--- TASK REQUIREMENTS ---
Gather each line of the data below that contains the word "clicks".

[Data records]

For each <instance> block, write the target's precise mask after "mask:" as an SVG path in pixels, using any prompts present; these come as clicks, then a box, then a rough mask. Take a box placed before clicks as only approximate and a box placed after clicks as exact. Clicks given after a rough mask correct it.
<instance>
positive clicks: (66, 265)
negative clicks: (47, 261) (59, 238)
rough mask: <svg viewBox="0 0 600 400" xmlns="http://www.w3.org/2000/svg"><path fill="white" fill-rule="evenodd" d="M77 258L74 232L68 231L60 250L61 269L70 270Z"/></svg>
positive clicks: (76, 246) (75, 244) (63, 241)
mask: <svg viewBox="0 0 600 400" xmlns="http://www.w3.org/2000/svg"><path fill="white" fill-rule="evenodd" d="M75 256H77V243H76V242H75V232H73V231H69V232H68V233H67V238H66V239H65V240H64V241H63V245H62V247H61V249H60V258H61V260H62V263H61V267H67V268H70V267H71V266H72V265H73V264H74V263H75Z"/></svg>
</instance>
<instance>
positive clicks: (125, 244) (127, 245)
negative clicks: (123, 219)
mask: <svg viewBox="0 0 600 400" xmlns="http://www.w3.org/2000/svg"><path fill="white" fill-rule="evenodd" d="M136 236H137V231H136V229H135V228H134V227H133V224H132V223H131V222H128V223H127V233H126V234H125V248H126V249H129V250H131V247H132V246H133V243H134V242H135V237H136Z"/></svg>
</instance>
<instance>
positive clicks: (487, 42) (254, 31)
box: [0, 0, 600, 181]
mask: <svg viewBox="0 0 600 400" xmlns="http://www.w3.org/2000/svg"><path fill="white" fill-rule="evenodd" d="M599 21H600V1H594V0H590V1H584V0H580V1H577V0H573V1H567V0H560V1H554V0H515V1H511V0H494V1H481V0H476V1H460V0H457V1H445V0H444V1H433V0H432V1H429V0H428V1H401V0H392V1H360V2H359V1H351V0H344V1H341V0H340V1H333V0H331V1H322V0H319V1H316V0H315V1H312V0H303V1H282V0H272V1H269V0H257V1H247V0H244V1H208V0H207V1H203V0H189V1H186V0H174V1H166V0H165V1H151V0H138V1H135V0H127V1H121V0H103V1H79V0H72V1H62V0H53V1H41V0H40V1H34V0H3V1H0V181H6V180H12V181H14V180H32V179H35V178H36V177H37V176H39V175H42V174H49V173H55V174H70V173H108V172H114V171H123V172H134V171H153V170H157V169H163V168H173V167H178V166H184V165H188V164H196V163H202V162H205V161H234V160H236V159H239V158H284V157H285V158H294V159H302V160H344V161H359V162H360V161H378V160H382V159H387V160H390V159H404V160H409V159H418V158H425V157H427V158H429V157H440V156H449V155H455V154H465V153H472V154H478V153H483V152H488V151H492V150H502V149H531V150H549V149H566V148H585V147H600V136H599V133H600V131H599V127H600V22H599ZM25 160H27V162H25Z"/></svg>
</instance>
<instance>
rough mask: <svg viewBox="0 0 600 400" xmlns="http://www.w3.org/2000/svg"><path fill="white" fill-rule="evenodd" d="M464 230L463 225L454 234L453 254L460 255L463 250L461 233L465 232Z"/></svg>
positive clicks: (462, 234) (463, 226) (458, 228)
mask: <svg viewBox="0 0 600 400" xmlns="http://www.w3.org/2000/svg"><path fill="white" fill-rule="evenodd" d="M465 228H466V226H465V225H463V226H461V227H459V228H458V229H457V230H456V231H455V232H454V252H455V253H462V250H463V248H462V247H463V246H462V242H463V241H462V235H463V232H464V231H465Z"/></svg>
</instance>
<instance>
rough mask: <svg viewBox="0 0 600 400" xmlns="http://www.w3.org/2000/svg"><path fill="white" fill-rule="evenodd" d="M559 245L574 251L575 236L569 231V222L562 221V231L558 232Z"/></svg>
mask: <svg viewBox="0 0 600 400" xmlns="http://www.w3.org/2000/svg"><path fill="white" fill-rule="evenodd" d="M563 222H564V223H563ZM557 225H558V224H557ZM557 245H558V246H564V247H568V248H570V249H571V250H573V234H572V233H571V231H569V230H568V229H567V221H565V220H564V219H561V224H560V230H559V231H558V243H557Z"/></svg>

--- WRITTEN SOLUTION ---
For each <instance> block, write the target's precise mask after "mask:" as an SVG path in pixels, using any prompts present; these come as clicks, then a box, then a rough mask. Take a box placed before clicks as only approximate and a box placed after clicks as exact. Clicks given after a rough mask correct it.
positive clicks: (66, 265)
negative clicks: (47, 261) (59, 238)
positive clicks: (76, 246) (75, 244) (63, 241)
positive clicks: (125, 244) (127, 245)
negative clicks: (123, 219)
positive clicks: (487, 42) (254, 31)
positive clicks: (462, 234) (463, 226) (458, 228)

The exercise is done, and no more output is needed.